**Consigne a**
D'après l'appel à contributions sur les frontières, quand la parution du prochain numéro de la revue Missile est-elle prévue ?

**Extrait**
==============================
Frontière(s) (Missile, n° 7)

Publié le par Marc Escola (Source : Têtes Chercheuses)

MISSILE n°7 : APPEL À CONTRIBUTIONS

Frontière(s)

 

À l'heure où la (géo)politique mondiale se polarise sur la question de la frontière, il nous a paru intéressant d'engager une réflexion transdisciplinaire sur les problématiques liminaires. Le concept de frontière, dispositif de délimitation souvent arbitraire et violent, mais également outil de mise en ordre du monde, a des implications historiques et géographiques, mais également littéraires, cinématographiques ou plastiques susceptibles de nourrir les réflexions de jeunes chercheur.euse.s en vue de la publication d'articles dans le prochain numéro de la revue Missile (parution prévue fin 2019).

Pays et régions existent par leurs frontières qui séparent un espace géographique donné en différents territoires. Ces frontières peuvent être induites par la nature (la limite d’un pays s’appuyant sur un front de mer ou une chaîne de montagnes) ou bien, dessinées par les peuples eux-mêmes, au fil de leur histoire. Elles se situent au carrefour de différentes législations, langues ou cultures. Elles ont donc un rôle essentiel dans la détermination identitaire des individus, qu'elles soient ressenties comme une zone de clivage douloureuse ou comme une indispensable manière de structurer et de séparer ce qui ne peut coexister.

Cependant, au-delà des questions politiques et géographiques, la réflexion sur la frontière peut s'étendre aux problématiques de transitions entre les mouvements et les genres, artistiques ou littéraires. Plus spécifiquement, c'est une notion à travers laquelle nous pouvons appréhender le langage, par ses variations, les évolutions linguistiques ou dialectales, la possibilité d'une intercompréhension ou encore, en s'interrogeant sur le statut du traducteur.

Un autre exemple de frontière, à laquelle nous sommes confronté.es quotidiennement, est la démarcation que constitue notre peau. Celle-ci nous protège et nous isole du reste du monde, tout en permettant pourtant certaines communications avec lui[1]. Les gender studies placent également l'ensemble du corps au centre de nombreuses interrogations sur l'identité.

D’ordre mental, sociétal, artistique, sensible ou physiologique, la frontière pourra donc intéresser des chercheur.euse.s aux champs d’études variés et par sa nature même induire des interventions interdisciplinaires. À la manière de Marcel Duchamp et de son « inframince », nous proposons d’aborder les frontières les plus subtiles et les plus diverses qui soient, ainsi que leurs déplacements ou effacements. En effet, il semble que dans nos sociétés émergent des zones particulièrement créatives qui échappent aux balisages traditionnels[2] entre nature et culture, vivant et artificiel, civilisé et sauvage, animal et humain, masculin et féminin, réel et fictif, etc.
==============================
**Consigne b**
Réécrivez les enregistrements depuis leur début jusqu'à la ligne contenant "(323, 219), (396, 266)", incluse, en remplaçant "yellow" par "orange" sans rien modifier d'autre.
==============================
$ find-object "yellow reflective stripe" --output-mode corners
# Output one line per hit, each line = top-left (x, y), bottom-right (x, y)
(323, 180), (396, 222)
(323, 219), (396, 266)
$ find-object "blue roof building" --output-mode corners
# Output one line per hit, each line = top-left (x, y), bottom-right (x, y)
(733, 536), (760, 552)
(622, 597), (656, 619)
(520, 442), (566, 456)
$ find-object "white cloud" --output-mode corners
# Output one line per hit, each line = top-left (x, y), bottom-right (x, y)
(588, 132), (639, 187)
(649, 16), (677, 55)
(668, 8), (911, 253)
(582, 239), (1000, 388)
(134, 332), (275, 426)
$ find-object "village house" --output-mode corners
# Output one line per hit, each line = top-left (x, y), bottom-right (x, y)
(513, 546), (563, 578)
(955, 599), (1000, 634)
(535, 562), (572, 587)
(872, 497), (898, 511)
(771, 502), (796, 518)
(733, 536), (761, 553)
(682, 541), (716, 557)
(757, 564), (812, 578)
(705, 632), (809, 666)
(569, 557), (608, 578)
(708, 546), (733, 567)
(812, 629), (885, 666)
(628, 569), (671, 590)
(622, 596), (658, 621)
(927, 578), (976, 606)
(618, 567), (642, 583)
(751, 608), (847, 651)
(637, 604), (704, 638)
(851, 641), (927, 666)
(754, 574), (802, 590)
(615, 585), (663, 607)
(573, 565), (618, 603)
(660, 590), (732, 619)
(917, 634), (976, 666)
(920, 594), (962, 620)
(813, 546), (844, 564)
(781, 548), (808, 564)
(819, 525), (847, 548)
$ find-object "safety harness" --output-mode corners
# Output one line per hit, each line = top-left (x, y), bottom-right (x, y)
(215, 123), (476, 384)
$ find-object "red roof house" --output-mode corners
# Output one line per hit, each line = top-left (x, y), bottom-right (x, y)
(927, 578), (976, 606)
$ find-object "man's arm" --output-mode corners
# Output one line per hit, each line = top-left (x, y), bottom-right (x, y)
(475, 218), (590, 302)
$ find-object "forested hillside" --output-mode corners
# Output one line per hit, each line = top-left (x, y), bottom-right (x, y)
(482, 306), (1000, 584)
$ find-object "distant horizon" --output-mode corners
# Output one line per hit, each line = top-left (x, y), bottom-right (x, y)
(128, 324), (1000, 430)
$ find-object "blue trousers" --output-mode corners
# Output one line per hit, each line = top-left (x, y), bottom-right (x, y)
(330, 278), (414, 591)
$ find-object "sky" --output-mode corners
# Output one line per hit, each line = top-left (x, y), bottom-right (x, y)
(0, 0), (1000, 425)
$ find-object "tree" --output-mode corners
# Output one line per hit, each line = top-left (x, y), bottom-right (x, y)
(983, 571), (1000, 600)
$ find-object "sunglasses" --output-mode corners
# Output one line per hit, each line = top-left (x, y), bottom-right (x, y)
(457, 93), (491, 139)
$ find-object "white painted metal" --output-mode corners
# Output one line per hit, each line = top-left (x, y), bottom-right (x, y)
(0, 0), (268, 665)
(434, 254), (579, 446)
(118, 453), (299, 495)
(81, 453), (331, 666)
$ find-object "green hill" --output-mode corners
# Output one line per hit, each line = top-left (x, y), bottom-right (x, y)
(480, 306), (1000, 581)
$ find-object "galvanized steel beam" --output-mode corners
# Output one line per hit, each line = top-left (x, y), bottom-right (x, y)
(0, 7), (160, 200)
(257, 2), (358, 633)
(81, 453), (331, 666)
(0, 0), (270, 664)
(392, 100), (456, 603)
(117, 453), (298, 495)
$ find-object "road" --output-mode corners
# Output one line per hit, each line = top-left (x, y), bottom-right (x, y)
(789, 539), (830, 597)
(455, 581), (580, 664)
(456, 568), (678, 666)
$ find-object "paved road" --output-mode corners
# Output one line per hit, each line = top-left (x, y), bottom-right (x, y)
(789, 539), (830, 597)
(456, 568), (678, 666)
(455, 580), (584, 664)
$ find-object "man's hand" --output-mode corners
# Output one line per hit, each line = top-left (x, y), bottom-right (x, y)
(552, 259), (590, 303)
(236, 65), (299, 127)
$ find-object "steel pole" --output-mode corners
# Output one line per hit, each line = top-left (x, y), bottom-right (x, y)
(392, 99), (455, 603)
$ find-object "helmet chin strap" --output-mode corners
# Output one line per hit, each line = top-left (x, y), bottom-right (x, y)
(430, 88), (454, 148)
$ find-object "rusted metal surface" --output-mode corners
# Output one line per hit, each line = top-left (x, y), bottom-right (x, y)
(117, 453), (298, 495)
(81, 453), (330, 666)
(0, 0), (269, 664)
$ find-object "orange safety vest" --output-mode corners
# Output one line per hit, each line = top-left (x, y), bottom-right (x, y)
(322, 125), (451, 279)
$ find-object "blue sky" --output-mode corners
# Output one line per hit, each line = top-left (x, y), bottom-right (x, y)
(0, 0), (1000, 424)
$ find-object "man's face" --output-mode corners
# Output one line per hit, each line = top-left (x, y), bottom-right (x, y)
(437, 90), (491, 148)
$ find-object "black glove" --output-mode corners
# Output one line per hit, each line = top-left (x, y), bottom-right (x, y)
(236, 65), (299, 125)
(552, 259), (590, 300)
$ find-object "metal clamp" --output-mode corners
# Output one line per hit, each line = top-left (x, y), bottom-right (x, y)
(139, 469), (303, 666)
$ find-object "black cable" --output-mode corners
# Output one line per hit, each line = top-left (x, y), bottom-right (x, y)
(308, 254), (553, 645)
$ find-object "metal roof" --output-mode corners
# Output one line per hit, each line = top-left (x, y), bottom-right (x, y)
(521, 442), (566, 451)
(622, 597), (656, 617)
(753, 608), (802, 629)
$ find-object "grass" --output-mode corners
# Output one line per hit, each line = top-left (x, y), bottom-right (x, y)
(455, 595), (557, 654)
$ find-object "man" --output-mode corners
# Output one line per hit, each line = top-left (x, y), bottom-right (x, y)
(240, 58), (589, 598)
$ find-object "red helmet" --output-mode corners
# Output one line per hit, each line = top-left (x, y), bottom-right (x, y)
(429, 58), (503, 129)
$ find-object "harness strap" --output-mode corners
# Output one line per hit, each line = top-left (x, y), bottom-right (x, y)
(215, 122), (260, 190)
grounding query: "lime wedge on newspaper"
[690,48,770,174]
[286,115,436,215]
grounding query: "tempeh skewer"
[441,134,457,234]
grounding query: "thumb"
==============================
**Corrigé a**
Fin 2019.

**Corrigé b**
$ find-object "orange reflective stripe" --output-mode corners
# Output one line per hit, each line = top-left (x, y), bottom-right (x, y)
(323, 180), (396, 222)
(323, 219), (396, 266)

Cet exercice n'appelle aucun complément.